Records of labeled points
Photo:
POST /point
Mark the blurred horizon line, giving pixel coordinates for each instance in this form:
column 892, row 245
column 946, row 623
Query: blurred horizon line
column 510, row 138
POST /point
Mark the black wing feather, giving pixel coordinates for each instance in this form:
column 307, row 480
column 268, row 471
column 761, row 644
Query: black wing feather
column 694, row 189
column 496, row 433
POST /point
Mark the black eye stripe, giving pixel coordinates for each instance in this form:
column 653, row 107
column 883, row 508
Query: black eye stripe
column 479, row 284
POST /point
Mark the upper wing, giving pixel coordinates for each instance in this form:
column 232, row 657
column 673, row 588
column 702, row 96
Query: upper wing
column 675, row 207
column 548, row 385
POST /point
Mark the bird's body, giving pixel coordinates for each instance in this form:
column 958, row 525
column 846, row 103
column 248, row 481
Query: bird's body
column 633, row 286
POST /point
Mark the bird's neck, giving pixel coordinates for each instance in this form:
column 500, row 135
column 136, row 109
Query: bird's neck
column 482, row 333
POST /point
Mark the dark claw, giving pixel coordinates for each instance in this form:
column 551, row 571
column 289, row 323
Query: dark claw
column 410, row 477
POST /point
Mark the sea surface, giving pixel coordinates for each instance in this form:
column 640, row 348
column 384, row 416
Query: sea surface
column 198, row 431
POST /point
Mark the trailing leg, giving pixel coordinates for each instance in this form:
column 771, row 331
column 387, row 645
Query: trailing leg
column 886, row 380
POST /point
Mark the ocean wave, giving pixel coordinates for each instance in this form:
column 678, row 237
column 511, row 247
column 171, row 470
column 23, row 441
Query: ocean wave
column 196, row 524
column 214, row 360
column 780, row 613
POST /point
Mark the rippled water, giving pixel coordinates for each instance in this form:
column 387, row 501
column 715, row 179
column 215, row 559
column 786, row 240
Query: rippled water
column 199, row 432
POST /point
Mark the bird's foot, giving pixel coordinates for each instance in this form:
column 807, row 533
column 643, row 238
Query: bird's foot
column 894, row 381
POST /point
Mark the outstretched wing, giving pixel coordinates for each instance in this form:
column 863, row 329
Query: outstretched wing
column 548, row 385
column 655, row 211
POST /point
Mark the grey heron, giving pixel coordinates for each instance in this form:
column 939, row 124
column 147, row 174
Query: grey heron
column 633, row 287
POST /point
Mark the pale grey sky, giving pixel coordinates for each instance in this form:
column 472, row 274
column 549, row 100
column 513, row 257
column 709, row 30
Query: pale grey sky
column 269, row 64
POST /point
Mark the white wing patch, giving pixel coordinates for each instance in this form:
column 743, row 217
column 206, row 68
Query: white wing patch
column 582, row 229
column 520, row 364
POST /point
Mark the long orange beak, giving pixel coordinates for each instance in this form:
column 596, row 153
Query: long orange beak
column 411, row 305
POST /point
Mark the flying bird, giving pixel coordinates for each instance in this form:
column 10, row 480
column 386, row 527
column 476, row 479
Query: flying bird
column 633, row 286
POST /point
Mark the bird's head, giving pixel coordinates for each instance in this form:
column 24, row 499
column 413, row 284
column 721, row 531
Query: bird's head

§ YOUR TASK: Please pull out every line in the rows above that contains the word "black", and list those lines in order.

§ SOLUTION TO THE EXERCISE:
Mark the black wing feather, giving pixel coordinates for each instance in this form:
Query: black wing feather
Mark the black eye stripe, giving pixel coordinates for each instance in this form:
Query: black eye stripe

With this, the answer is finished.